### Collected data
________________

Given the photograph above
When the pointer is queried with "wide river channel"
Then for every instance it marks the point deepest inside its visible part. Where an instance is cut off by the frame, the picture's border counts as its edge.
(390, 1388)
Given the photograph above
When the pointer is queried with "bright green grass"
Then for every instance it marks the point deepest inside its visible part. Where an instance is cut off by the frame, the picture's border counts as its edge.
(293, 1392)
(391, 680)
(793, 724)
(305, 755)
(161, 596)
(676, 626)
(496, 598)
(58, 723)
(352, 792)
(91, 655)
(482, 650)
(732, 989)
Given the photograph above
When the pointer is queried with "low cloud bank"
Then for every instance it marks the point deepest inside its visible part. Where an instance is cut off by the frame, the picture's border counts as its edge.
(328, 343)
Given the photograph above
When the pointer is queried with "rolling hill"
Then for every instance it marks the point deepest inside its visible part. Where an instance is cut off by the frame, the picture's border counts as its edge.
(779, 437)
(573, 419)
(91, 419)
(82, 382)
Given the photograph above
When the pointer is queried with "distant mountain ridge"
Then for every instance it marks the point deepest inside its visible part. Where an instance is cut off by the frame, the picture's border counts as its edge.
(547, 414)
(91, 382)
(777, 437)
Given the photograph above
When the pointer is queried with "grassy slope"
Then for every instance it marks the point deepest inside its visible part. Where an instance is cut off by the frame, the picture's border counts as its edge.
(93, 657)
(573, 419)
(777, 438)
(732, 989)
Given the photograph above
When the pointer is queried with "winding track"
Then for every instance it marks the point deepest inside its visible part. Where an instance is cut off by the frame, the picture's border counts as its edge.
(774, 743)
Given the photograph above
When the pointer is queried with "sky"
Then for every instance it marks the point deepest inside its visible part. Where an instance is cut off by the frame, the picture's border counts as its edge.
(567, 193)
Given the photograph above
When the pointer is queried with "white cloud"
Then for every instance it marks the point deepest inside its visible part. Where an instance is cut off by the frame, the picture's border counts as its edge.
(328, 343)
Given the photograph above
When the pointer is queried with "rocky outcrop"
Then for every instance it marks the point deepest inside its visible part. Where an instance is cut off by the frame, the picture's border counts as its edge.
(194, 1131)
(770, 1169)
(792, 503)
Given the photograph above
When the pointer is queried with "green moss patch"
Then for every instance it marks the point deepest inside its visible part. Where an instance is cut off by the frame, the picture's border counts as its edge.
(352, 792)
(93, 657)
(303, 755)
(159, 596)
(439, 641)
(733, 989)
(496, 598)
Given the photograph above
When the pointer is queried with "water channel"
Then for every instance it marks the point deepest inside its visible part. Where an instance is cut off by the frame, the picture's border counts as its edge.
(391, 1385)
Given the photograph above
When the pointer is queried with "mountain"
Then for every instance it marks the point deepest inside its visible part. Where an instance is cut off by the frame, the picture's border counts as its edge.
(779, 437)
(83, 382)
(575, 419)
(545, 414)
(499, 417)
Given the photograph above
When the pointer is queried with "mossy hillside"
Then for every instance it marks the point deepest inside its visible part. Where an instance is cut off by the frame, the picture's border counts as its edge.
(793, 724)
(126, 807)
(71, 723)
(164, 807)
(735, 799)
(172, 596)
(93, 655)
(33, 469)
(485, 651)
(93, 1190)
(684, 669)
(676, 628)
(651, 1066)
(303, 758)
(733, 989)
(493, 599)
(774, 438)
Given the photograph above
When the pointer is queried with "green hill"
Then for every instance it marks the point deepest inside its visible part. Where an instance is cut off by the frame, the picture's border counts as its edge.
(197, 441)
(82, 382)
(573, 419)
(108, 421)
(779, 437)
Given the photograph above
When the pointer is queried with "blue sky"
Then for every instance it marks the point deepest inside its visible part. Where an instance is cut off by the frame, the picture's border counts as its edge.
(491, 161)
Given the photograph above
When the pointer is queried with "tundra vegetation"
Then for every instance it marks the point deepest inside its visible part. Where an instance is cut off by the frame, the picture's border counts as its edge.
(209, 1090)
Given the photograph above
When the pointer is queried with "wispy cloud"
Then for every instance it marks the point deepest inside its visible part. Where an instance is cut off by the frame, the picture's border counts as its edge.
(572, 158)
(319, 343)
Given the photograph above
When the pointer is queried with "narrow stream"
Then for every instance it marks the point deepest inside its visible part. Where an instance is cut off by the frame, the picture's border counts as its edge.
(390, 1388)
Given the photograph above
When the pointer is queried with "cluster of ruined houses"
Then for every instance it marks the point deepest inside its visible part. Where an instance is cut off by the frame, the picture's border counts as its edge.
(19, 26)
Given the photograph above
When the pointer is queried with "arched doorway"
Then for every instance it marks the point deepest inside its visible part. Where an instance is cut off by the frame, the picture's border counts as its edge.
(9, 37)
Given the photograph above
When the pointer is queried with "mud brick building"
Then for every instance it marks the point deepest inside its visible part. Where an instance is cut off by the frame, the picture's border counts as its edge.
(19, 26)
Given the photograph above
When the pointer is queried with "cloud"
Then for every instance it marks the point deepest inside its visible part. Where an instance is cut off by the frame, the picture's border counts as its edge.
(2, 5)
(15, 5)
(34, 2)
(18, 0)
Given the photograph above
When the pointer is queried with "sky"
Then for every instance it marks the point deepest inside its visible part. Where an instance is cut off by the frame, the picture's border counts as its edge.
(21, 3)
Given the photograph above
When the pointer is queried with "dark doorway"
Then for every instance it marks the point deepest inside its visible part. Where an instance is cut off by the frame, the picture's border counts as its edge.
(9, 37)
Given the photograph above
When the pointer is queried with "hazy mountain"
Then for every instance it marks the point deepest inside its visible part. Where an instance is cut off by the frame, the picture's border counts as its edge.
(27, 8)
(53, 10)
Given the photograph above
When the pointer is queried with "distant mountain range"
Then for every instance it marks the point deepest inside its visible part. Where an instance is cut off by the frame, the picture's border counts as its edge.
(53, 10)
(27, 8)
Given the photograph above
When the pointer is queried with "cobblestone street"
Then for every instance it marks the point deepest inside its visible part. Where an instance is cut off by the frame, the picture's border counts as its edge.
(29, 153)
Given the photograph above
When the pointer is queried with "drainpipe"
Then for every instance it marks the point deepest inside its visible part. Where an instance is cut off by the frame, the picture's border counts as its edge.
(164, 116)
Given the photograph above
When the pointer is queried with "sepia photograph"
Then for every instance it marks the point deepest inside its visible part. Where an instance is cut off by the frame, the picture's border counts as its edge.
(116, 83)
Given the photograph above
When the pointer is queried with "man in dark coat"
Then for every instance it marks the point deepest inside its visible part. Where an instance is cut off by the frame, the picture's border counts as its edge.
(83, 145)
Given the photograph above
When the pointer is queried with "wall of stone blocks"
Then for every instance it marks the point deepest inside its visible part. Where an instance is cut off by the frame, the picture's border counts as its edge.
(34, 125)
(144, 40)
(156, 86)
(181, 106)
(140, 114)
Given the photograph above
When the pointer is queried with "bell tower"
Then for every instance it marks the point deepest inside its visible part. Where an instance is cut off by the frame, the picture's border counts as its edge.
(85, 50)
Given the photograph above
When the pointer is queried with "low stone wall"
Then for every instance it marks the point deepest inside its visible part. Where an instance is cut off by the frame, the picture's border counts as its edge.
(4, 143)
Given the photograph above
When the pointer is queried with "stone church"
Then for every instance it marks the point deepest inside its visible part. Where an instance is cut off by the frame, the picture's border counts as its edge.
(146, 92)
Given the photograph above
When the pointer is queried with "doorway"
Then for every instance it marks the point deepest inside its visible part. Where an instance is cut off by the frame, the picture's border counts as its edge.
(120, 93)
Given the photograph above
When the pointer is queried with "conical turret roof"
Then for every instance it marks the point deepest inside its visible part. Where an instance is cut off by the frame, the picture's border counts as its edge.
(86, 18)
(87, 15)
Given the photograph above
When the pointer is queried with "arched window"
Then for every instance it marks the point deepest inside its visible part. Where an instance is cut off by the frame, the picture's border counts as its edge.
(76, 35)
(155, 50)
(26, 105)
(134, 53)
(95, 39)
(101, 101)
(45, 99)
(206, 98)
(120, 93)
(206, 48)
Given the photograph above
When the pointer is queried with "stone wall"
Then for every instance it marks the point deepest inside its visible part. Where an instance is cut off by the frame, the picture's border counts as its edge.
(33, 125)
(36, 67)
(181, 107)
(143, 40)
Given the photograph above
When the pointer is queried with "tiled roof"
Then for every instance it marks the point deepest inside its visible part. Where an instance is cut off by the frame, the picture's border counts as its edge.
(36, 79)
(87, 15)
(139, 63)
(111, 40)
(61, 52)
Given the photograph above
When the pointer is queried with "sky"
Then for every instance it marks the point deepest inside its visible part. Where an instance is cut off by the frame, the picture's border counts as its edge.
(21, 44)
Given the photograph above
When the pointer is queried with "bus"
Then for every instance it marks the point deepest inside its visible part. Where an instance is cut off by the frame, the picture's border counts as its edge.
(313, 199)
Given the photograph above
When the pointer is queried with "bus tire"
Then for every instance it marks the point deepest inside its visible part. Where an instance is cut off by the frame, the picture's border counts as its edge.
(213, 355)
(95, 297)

________________

### What to do
Select every line above that contains the word "arched", and copy each one. Case counts.

### In response
When the pointer is queried with "arched doorway"
When the pointer is queried with "arched window"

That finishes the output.